THE RECORDS:

==*==

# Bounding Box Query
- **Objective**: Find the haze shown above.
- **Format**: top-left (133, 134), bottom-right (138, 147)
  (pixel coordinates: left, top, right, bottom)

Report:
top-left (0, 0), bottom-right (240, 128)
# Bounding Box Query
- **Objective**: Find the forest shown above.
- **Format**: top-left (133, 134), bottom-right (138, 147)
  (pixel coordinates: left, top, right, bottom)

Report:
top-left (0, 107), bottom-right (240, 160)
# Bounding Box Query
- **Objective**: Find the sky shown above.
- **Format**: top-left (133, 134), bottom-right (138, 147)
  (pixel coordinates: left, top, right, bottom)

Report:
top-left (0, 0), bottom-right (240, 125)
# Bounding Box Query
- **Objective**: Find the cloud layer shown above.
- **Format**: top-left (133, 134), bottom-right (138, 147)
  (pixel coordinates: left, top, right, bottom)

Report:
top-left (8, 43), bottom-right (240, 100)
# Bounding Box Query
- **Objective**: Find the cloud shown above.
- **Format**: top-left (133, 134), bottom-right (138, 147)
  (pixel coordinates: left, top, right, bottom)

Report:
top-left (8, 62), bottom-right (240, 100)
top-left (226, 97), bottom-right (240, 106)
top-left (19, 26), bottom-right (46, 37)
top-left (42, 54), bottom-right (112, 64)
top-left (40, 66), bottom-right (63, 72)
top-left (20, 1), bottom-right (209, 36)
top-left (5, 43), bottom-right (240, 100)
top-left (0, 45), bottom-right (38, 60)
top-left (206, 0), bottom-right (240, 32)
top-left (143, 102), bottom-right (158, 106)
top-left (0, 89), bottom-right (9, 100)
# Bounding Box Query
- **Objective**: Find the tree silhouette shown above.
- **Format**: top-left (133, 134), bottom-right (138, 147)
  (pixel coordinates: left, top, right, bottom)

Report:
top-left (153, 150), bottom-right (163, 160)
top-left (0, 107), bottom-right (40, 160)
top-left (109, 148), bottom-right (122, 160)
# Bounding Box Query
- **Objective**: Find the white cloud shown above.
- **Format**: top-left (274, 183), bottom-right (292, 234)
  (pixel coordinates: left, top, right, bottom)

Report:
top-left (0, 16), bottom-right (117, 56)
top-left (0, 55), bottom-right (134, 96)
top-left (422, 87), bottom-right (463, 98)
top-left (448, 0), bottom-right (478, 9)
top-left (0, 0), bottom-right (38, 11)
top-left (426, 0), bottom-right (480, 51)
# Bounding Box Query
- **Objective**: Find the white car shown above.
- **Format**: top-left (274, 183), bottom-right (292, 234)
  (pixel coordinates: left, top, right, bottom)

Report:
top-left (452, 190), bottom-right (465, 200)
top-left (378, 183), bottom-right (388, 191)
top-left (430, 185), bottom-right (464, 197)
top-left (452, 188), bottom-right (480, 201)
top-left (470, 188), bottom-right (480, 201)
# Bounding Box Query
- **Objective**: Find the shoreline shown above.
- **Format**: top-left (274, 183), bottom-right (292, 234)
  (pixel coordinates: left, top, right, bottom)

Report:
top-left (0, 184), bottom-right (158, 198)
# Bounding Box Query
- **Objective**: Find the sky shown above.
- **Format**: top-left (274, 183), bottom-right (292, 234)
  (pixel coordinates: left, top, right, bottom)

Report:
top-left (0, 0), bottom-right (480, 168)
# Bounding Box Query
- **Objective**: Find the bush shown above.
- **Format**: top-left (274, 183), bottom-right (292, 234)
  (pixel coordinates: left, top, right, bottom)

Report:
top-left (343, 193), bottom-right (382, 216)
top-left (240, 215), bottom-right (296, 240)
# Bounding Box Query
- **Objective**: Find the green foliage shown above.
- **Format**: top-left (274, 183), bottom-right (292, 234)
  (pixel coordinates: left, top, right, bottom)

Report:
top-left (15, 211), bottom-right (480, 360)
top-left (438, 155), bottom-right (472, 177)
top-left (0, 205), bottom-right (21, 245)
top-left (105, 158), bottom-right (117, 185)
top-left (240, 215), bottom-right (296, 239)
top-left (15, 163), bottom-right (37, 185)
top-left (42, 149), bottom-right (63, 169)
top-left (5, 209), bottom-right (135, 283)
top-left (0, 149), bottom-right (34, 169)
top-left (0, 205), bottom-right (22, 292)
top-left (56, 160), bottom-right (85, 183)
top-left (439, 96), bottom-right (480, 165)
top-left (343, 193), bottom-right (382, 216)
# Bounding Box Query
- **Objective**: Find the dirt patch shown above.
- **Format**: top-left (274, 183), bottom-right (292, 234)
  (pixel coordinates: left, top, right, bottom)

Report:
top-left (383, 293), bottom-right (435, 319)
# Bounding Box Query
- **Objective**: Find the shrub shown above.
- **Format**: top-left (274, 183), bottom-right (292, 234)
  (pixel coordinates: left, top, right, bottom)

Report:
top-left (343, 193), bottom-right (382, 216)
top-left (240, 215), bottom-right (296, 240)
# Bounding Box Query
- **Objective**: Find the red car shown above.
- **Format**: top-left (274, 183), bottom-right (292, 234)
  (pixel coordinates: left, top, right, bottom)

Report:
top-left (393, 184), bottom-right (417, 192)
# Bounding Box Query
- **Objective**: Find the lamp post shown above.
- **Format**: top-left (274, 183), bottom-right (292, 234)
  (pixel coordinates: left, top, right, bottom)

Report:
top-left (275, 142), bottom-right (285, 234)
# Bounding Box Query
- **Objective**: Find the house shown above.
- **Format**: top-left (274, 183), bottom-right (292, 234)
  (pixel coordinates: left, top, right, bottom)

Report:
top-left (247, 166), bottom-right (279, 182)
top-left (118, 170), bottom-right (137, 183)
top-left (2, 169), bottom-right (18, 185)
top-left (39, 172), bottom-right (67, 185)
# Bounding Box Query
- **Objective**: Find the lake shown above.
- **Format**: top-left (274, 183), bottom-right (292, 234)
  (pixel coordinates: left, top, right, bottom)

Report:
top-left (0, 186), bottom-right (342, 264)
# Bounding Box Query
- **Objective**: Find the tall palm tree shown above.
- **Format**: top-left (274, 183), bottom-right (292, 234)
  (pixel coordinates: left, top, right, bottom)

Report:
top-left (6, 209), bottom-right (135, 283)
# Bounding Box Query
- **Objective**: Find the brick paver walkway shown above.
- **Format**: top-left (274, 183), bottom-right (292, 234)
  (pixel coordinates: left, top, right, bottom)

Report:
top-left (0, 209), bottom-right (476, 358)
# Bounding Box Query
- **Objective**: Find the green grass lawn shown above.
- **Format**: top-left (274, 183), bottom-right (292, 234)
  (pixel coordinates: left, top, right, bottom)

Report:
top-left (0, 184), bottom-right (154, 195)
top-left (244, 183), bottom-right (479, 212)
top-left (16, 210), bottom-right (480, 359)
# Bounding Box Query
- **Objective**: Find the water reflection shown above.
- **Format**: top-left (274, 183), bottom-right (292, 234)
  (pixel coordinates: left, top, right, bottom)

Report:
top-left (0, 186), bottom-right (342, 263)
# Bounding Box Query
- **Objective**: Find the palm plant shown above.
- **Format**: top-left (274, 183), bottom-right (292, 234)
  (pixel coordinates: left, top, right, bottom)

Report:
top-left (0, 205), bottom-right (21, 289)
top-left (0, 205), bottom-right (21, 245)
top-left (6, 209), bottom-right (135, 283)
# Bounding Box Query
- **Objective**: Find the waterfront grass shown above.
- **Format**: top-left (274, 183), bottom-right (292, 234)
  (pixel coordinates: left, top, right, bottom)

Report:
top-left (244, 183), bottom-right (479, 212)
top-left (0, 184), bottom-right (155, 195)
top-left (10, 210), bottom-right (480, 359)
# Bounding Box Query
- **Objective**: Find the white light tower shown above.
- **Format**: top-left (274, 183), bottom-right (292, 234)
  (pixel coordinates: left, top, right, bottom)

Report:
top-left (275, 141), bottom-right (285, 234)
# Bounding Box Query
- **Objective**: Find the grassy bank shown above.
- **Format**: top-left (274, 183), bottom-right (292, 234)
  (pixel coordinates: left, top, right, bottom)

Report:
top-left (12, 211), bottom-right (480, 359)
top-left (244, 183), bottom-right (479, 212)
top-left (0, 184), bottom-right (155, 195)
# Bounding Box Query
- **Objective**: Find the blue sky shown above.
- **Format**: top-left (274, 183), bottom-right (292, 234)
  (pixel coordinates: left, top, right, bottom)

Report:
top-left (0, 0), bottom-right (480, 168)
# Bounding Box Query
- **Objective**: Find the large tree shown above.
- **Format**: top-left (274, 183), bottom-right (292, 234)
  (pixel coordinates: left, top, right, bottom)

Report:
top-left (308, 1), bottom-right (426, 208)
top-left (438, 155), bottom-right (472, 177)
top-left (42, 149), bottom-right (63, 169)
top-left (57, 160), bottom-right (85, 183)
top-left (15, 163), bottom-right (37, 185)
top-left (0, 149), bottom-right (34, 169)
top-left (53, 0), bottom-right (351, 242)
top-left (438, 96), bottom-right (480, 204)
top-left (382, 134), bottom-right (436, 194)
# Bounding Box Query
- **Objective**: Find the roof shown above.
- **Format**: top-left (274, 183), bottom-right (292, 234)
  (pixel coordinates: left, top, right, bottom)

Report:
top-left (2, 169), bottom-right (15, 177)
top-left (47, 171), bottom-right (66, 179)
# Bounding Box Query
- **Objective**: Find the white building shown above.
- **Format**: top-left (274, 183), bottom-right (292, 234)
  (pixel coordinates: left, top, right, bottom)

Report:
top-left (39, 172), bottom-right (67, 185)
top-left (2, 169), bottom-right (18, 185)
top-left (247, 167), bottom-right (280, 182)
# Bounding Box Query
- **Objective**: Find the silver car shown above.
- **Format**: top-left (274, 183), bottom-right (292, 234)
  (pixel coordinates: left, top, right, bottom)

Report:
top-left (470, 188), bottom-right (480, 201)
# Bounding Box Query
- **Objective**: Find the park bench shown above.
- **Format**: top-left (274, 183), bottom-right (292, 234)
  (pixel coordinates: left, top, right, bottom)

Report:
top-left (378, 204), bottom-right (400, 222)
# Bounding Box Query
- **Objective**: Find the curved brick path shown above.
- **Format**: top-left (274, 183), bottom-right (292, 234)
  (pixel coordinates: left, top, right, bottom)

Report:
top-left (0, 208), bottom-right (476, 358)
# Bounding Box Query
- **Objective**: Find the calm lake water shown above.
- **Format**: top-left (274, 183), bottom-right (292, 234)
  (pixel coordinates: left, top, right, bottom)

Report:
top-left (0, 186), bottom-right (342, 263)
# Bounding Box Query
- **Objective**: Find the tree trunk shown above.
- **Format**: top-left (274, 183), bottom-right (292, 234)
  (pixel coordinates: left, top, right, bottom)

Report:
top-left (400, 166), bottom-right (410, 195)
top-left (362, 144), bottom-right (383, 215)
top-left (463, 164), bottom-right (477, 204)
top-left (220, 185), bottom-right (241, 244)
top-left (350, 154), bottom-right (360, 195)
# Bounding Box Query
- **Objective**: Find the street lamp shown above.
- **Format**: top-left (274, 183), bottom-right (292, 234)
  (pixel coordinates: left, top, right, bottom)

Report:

==*==

Copy the material above word for word, from its very first line through the line containing "top-left (0, 0), bottom-right (240, 128)".

# Bounding Box Query
- **Objective**: Find the haze shown above.
- **Format**: top-left (133, 134), bottom-right (138, 147)
  (pixel coordinates: left, top, right, bottom)

Report:
top-left (0, 0), bottom-right (240, 128)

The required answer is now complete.